Provided passage
=== Begin Enclosure ===

"Unfortunately, the lack of support from the administration made keeping the public option in the bill an uphill struggle," Feingold said in a written statement.
Feingold supported the bill, however, as did every other Democrat, even though he disliked elements of it.
"While the loss of the public option is a bitter pill to swallow, on balance, the bill still delivers meaningful reform, and the cost of inaction is simply too high," Feingold said.
The proposal would cost $871 billion over the next 10 years to give access for 31 million Americans who don't currently have health insurance. It counts on lower Medicare costs, taxes on the insurance industry and medical device makes as well as a special tax on high-cost insurance plans, to pay for the legislation.
Every person would be required by the government to have insurance or pay a fine. People making up to $88,000 for a family of four would get help from the government to pay for insurance. Medicaid would be greatly expanded for the poor.
Republican senators, seeking to delay the vote and turn public opinion even further against it, launched a rhetorical attack on Nelson, the conservative Democrat who withheld his support for a health reform compromise until the last moment.
Senate Minority Leader Mitch McConnell of Kentucky called provisions inserted to woo Nelson's vote a "kind of smelly proposition."
"This is supposed to be all of our health care ... not just for them," he said at a Capitol Hill press conference.
It was not just Nelson's home state of Nebraska that won concessions in closed-door negotiations, but because Nebraska's carve-out is permanent, the conservative Democrat is catching the most fire from Republicans.
Vermont and Massachusetts will also benefit from special treatment in how the federal government subsidizes state Medicaid programs, although supporters argue that those two states were being penalized because they already help provide insurance for nearly all of their citizens.
Republicans vowed to delay a final vote until Christmas Eve, even though the vote this morning effectively broke their filibuster of health reform legislation.

=== End Enclosure ===

Extracted entries
=== Begin Enclosure ===

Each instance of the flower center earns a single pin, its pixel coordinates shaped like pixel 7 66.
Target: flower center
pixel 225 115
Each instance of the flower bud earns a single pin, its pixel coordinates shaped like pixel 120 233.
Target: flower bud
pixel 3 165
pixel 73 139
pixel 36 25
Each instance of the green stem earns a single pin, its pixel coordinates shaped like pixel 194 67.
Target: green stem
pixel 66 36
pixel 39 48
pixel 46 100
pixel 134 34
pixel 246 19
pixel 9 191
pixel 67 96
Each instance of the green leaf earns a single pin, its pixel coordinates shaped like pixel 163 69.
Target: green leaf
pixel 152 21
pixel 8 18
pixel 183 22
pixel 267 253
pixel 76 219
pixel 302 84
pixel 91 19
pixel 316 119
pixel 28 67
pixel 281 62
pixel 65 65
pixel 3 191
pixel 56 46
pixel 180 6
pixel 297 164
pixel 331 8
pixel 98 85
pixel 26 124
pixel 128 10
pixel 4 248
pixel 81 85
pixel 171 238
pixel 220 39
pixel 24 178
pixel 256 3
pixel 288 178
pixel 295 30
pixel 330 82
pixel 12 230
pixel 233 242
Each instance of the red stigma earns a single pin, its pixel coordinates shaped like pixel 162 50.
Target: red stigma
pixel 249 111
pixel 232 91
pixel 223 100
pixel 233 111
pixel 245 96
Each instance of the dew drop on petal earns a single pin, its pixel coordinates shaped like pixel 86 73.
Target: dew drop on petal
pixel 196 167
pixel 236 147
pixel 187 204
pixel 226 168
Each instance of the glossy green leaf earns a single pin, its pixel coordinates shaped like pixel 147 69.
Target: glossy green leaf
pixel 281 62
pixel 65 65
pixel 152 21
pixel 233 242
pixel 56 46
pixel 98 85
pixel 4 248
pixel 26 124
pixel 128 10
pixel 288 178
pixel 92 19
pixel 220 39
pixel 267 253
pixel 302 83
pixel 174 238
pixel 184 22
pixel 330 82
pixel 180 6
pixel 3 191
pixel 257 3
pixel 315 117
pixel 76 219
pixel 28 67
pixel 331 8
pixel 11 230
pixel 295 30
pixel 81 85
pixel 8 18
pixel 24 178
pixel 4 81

=== End Enclosure ===

Study questions
A. Translate this sentence from the health reform article into Spanish: "Senate Minority Leader Mitch McConnell of Kentucky called provisions inserted to woo Nelson's vote a "kind of smelly proposition.""
B. Please summarize the health reform article in two sentences.
C. List every U.S. state named in the health reform article.

Solved tasks
A. El líder de la minoría del Senado, Mitch McConnell, de Kentucky, calificó las disposiciones insertadas para ganarse el voto de Nelson como una "especie de propuesta maloliente".

B. Feingold supported the bill despite the loss of the public option, and the bill would cost $871 billion over 10 years to give 31 million uninsured Americans access to insurance while requiring every person to have insurance or pay a fine. Republicans attacked Nelson over the permanent concessions Nebraska won and vowed to delay a final vote until Christmas Eve.

C. Kentucky, Nebraska, Vermont, Massachusetts